**WORK TO COMPLETE**
Turn the lines into a Markdown table with the columns Row and Line, starting at the line that contains "Note to the class: point to the blueberry" and ending at the last line. Give each line its own numbered row, skip blank lines, and leave the pictures out.

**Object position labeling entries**
▽
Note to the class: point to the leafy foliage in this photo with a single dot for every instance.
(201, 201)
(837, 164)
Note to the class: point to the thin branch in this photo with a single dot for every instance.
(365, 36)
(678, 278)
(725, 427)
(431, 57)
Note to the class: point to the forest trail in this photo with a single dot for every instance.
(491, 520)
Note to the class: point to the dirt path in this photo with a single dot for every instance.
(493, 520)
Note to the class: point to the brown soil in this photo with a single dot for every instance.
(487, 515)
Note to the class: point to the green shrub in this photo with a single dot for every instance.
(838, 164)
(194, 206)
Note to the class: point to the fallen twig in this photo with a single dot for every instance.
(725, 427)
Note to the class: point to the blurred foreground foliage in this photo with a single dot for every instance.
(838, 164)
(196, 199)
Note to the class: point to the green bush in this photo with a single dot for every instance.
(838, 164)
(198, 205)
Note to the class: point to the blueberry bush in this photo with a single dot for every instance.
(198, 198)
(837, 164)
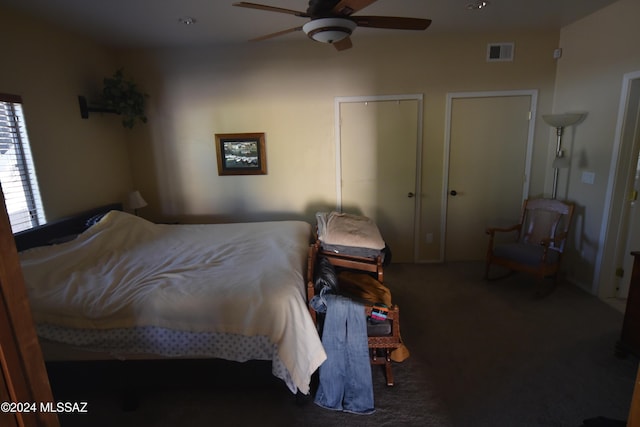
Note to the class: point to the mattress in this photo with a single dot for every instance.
(126, 275)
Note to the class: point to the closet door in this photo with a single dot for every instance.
(23, 377)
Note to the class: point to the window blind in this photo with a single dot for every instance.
(17, 173)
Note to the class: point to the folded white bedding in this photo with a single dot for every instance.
(344, 229)
(125, 272)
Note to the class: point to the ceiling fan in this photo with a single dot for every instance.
(332, 21)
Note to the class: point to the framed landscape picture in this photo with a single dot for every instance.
(241, 154)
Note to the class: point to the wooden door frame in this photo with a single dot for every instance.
(21, 363)
(608, 249)
(451, 96)
(338, 101)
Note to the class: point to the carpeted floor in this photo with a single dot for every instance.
(482, 354)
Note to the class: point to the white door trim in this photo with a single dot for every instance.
(604, 267)
(338, 101)
(533, 93)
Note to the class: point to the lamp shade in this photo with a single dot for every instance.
(562, 120)
(329, 30)
(136, 201)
△
**ANSWER FOR THIS EXERCISE**
| Row | Line |
|---|---|
| 1 | Note to the class: point to the blueberry bush in this photo with a single dot for every instance. |
| 2 | (198, 198) |
| 3 | (837, 164) |
| 4 | Note to the class: point to the mattress in this photo with a single dot for every instance. |
| 5 | (126, 275) |
| 6 | Note to the class: point to the closet door in this photo with a single dot for every instance. |
| 7 | (23, 377) |
| 8 | Note to the class: point to the window blind in this photo with a single dot for every instance. |
| 9 | (17, 173) |
| 10 | Note to the class: point to the folded white bedding in this photo with a single dot for every instance. |
| 11 | (344, 229) |
| 12 | (125, 272) |
| 13 | Note to the class: point to the ceiling fan in this photo with a single dot for every instance. |
| 14 | (332, 21) |
| 15 | Note to the class: point to the framed landscape picture in this photo with a single dot for every instance. |
| 16 | (241, 154) |
| 17 | Note to the class: point to the wooden door frame in this photo with a single dot for every instance. |
| 18 | (21, 363) |
| 19 | (608, 249) |
| 20 | (451, 96) |
| 21 | (338, 101) |
| 22 | Note to the class: point to the carpeted floor in this photo with a single dot for every instance. |
| 23 | (482, 354) |
| 24 | Note to the class: point to the white door trim in this photo with a single dot for every instance. |
| 25 | (604, 267) |
| 26 | (338, 101) |
| 27 | (533, 93) |
| 28 | Note to the class: point to the lamp shade in this photo with a single dot for every instance. |
| 29 | (562, 120) |
| 30 | (329, 30) |
| 31 | (136, 201) |